**AIM OF THE EXERCISE**
Please gather each line of the records below that contains the word "loose", and copy every such line in full.

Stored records
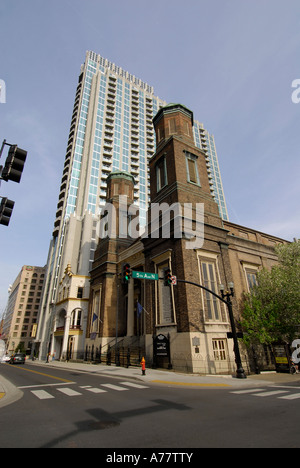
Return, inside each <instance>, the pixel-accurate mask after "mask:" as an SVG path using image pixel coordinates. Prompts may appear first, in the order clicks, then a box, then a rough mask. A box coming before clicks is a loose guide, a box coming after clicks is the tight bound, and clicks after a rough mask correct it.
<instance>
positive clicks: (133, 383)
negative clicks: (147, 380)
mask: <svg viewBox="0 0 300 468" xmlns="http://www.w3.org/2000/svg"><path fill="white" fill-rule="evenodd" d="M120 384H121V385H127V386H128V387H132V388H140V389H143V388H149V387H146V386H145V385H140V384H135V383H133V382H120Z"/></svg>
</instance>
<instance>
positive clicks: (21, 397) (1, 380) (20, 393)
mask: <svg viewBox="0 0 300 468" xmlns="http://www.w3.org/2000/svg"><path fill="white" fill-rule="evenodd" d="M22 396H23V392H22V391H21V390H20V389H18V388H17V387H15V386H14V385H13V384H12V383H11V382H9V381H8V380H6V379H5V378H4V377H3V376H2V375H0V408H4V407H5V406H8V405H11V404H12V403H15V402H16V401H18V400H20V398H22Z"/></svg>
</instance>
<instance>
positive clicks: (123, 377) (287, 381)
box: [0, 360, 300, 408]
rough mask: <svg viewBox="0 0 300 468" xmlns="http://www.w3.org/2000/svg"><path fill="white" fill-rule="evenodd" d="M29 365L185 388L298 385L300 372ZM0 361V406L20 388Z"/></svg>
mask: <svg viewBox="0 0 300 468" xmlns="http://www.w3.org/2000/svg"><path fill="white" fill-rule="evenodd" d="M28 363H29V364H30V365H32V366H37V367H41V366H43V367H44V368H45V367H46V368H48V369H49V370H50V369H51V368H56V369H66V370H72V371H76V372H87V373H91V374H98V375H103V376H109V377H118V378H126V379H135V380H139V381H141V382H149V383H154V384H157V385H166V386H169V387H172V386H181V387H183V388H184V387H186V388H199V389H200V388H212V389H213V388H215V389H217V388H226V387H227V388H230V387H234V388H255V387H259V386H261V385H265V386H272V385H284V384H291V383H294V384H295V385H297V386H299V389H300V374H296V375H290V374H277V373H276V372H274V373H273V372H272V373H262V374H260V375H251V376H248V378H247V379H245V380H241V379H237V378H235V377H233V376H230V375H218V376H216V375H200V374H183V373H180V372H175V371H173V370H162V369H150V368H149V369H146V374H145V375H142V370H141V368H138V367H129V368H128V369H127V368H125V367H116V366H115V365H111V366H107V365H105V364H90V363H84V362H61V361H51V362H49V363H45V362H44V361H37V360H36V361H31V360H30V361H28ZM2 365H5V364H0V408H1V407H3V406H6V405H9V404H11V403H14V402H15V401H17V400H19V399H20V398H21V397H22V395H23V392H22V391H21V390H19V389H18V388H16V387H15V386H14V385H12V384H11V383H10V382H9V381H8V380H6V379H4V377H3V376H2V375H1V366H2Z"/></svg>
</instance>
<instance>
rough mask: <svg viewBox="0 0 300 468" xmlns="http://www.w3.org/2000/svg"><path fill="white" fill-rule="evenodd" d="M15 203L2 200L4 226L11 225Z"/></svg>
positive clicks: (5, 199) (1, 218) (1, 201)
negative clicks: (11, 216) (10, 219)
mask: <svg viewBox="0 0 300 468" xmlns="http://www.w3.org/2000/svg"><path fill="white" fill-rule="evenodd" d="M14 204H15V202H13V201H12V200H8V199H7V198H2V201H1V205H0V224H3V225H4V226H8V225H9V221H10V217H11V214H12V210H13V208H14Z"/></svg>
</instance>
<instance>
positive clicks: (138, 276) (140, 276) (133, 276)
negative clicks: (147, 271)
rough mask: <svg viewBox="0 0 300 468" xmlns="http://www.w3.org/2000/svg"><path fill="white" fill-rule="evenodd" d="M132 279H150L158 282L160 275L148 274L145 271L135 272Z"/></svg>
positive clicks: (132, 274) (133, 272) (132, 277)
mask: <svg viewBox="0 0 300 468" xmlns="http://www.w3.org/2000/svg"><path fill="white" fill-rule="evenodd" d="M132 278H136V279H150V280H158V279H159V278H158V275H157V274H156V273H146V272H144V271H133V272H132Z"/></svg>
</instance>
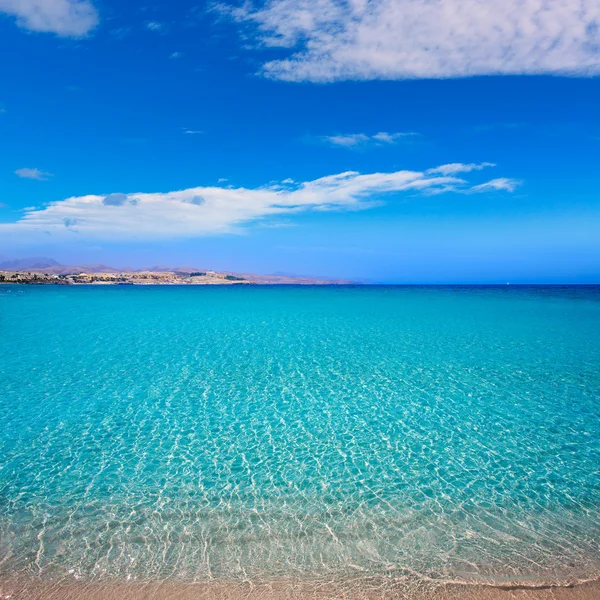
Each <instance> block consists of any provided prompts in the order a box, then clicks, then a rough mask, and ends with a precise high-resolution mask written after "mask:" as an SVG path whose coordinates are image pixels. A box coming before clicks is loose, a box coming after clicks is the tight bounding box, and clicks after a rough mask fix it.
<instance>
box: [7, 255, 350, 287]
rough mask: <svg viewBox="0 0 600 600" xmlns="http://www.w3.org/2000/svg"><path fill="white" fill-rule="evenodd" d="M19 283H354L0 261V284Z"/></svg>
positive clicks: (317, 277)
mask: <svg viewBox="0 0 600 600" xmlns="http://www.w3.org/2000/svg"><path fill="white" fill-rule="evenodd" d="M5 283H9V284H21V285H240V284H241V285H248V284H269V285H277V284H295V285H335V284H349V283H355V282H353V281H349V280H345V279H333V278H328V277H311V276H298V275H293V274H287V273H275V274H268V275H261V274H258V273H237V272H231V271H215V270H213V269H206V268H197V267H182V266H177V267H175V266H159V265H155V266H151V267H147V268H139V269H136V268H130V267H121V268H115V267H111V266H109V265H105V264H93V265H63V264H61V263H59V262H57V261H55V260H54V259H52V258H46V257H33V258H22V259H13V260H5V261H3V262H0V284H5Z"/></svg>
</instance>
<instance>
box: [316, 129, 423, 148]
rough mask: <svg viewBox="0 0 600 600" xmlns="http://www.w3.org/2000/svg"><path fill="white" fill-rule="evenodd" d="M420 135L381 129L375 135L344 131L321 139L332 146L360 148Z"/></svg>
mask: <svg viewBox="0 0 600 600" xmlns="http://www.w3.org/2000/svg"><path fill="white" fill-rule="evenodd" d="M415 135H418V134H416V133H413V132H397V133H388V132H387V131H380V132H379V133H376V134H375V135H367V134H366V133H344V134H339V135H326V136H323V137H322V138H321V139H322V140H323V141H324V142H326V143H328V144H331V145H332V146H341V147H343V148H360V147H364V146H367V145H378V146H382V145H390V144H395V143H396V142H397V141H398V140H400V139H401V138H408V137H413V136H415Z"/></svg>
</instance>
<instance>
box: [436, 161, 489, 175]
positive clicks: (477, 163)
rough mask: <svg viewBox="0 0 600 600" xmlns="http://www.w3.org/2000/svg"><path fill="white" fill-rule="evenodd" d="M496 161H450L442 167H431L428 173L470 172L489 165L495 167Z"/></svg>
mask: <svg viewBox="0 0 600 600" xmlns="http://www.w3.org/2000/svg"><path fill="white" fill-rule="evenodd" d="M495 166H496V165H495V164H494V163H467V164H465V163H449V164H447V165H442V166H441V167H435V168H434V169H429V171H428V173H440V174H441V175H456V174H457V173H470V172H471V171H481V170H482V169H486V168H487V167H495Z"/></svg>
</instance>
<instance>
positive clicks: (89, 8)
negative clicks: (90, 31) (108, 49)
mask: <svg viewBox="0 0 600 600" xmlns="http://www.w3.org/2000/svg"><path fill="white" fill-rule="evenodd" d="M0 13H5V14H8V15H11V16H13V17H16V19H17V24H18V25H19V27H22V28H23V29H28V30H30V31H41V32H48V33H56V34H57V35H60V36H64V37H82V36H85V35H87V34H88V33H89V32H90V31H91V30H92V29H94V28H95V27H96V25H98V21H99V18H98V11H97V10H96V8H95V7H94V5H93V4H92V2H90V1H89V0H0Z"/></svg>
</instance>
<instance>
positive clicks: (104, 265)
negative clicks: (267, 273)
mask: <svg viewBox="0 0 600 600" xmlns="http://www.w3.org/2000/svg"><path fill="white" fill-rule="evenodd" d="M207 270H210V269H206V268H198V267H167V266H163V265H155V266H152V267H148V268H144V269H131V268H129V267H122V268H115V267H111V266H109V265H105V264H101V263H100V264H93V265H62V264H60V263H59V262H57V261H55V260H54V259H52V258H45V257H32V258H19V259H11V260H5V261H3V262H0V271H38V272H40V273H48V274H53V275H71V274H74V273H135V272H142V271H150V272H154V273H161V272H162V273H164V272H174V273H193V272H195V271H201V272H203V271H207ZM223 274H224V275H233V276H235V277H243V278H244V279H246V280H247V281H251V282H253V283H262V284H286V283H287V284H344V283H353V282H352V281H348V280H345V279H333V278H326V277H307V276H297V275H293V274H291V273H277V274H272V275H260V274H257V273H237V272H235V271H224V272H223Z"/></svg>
...
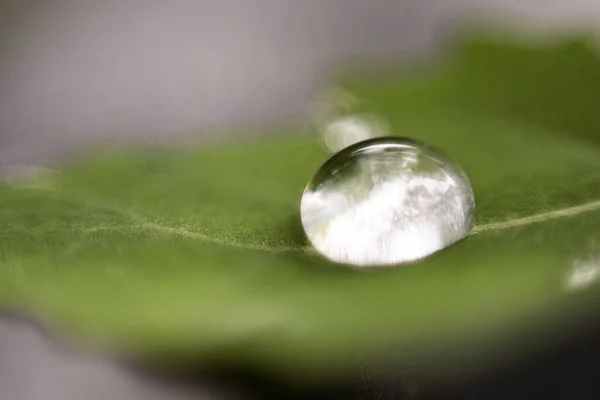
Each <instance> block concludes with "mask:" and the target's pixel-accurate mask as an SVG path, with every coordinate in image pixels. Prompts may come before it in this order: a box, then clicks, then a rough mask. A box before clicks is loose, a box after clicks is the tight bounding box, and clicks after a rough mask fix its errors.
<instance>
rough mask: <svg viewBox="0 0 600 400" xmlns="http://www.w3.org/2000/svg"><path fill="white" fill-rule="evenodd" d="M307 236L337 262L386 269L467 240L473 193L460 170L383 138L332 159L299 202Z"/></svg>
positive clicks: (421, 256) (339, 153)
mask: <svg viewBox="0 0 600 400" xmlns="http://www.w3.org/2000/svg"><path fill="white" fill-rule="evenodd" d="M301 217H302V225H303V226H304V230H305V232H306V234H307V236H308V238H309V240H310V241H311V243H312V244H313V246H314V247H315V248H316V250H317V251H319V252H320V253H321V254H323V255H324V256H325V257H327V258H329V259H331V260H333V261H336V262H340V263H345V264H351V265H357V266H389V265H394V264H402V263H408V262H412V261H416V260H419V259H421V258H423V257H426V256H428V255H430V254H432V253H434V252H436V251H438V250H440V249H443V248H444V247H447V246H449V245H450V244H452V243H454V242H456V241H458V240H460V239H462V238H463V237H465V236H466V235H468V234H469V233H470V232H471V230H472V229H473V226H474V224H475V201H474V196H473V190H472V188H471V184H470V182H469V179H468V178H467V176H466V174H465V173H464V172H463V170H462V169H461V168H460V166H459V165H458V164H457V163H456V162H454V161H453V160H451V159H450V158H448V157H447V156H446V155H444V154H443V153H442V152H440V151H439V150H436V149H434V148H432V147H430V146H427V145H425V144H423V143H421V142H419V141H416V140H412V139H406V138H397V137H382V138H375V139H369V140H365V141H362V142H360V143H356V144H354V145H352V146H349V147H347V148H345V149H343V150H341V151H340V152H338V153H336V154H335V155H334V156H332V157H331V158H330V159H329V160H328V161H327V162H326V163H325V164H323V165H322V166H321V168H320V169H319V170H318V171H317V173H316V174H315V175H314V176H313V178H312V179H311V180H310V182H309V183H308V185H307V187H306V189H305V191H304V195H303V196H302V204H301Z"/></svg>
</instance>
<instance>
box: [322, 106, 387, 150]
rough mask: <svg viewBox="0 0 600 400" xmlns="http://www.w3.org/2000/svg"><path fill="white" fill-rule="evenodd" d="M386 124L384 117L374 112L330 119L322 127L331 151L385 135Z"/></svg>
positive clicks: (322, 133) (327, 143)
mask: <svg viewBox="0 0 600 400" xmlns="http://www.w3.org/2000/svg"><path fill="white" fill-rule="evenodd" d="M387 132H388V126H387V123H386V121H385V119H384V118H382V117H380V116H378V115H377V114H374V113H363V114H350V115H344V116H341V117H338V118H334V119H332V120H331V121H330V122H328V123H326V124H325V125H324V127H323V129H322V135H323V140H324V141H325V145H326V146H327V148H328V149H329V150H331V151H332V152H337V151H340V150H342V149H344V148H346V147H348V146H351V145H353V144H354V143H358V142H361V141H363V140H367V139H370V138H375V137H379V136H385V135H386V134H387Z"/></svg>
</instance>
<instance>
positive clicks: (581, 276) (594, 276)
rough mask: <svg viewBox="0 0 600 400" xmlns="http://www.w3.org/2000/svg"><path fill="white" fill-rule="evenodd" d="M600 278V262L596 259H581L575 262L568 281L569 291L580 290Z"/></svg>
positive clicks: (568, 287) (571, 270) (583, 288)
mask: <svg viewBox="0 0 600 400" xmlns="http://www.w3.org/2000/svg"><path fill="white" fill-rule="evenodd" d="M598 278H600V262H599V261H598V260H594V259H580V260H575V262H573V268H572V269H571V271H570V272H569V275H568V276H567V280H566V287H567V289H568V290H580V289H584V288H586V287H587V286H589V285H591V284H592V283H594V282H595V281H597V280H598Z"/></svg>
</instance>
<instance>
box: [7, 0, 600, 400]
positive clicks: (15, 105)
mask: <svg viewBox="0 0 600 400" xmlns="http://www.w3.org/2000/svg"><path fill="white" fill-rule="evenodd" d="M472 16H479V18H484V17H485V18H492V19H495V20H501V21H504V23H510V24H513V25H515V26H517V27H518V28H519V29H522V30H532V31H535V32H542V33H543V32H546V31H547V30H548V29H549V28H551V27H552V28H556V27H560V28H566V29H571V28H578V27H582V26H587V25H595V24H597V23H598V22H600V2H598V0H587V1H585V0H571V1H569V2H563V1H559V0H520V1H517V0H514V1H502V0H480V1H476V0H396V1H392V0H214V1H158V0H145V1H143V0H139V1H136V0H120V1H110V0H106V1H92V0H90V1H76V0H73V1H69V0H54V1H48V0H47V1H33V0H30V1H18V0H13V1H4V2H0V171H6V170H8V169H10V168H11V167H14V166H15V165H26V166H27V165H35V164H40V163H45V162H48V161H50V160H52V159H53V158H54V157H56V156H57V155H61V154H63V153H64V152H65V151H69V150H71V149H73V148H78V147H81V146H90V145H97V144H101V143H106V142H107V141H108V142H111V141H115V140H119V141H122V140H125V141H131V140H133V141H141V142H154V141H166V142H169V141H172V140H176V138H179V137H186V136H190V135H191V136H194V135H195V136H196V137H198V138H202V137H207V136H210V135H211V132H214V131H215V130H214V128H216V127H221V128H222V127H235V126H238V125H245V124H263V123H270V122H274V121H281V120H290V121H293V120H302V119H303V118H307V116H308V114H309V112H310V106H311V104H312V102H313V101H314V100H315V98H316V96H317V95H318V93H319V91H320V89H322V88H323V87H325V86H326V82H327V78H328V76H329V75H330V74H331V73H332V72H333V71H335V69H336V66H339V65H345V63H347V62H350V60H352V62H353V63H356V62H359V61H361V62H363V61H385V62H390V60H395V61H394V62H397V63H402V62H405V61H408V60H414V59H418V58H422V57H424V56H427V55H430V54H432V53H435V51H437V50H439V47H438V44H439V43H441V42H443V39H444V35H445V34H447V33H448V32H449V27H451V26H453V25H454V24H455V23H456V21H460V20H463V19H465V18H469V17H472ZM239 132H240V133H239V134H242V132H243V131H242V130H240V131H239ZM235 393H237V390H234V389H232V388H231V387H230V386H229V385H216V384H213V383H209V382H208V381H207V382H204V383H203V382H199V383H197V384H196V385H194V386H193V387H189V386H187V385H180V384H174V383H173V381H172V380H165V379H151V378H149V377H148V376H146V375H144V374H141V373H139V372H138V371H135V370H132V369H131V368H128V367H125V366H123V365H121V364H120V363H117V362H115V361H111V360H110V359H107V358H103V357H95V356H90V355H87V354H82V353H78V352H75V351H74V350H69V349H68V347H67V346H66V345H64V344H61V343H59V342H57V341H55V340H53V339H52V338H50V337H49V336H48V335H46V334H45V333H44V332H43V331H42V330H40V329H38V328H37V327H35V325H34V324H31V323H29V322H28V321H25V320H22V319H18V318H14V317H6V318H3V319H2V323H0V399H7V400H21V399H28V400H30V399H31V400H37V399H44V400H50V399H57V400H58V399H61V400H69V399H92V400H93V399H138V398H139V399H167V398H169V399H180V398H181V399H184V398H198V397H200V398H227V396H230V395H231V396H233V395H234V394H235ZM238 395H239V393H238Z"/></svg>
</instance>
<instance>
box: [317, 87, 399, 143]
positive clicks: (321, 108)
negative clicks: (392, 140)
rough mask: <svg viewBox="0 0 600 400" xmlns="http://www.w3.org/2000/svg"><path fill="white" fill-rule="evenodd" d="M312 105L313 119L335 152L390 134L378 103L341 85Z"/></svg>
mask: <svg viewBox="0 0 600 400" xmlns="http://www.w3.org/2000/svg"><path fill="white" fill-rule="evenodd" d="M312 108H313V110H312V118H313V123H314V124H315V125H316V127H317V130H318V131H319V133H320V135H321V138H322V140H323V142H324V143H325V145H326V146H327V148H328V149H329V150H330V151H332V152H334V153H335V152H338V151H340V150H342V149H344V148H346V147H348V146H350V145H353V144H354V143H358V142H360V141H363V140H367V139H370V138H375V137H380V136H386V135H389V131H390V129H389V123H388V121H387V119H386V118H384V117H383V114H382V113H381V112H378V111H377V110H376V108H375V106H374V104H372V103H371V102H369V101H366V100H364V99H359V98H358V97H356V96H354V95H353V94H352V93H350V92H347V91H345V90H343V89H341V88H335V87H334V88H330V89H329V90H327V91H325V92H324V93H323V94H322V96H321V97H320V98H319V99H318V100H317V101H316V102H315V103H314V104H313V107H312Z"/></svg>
---
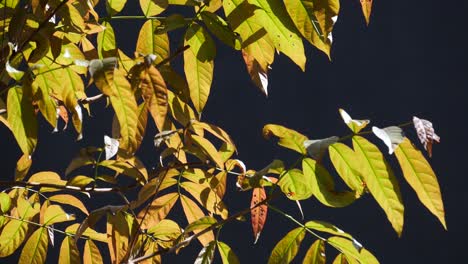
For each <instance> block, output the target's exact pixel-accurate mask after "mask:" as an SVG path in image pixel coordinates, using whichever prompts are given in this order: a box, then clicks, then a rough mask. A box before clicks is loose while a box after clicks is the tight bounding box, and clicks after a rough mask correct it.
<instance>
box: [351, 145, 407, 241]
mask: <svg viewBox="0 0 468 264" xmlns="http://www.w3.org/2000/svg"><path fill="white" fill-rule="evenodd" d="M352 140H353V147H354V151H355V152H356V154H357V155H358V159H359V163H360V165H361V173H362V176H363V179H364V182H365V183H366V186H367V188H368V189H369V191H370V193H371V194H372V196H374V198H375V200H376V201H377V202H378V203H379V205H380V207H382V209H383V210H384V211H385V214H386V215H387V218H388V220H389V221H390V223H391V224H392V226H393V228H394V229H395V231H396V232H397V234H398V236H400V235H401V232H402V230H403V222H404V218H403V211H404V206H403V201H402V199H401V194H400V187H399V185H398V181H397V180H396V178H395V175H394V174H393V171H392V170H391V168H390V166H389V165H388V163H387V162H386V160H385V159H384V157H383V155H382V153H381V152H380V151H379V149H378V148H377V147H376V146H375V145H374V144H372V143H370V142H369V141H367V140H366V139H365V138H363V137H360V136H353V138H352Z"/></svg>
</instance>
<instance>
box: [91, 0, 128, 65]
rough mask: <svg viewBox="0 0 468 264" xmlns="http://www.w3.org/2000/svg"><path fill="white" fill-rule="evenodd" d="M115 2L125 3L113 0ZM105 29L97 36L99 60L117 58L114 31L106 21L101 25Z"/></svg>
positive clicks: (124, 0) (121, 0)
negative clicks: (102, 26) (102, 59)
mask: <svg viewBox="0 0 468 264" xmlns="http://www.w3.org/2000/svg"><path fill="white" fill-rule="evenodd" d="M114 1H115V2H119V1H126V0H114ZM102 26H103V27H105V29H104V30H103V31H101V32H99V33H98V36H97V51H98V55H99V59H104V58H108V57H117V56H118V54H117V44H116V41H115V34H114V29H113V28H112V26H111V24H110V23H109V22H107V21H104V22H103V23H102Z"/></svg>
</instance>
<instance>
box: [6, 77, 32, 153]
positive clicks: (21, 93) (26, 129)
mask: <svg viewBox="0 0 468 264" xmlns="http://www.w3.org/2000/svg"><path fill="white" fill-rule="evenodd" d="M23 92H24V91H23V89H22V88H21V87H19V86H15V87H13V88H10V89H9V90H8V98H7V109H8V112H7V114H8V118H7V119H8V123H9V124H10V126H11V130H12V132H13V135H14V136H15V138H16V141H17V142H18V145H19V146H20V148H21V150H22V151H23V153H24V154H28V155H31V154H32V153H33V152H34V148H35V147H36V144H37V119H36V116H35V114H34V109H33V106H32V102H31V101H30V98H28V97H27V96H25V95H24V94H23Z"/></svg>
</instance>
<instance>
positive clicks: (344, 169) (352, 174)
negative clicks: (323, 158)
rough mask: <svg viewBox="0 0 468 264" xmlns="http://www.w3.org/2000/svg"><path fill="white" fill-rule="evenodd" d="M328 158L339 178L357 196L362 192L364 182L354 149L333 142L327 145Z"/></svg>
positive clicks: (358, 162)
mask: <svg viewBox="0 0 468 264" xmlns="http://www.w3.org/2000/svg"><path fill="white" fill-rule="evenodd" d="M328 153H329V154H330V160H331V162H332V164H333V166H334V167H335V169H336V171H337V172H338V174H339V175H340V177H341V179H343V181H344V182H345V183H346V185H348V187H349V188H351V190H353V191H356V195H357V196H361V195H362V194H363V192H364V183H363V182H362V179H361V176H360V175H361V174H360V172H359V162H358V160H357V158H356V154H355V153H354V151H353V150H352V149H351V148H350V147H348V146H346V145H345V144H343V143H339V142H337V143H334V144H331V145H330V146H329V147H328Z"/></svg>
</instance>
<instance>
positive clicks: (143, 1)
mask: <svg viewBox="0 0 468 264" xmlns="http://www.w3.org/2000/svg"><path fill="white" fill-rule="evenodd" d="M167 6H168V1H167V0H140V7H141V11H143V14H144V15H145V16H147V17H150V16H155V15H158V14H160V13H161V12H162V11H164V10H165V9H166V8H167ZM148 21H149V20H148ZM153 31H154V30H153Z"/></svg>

**SOLUTION FOR THIS PROBLEM**
Return, inside each <instance>, the pixel-accurate mask after "mask:" as an SVG path using image pixel coordinates. Prompts may appear first, in the order clicks, then a box, then a rough mask. A box coming before clicks is a loose guide, a box coming after clicks is the tight bound, and clicks after a rough mask correct it.
Each <instance> block consists of any provided prompts in the order a box, then clicks, then a rough mask, and ends with a precise high-resolution mask written after "mask:" as an SVG path whose coordinates are image pixels. A box coming before clicks is loose, a box coming after clicks is the tight bounding box, and clicks after a rough mask fix it.
Each <instance> block concludes with "mask:" and the target's pixel-accurate mask as an SVG path, with every coordinate in image pixels. Prompts may come before it in this order: a box, then clicks, then a rough mask. A box before clicks is loose, a box after clicks is the tight bounding box, and clicks after a rough mask fix its errors.
For each <instance> block, output the target's exact pixel-accurate mask after "mask:" as an SVG path in image pixel coordinates, using whichever prompts are given in this order: a box, then clicks, then a rough mask. A box before clicks is loose while a box after clicks is the tight bounding box, and clicks after a rough mask correct it.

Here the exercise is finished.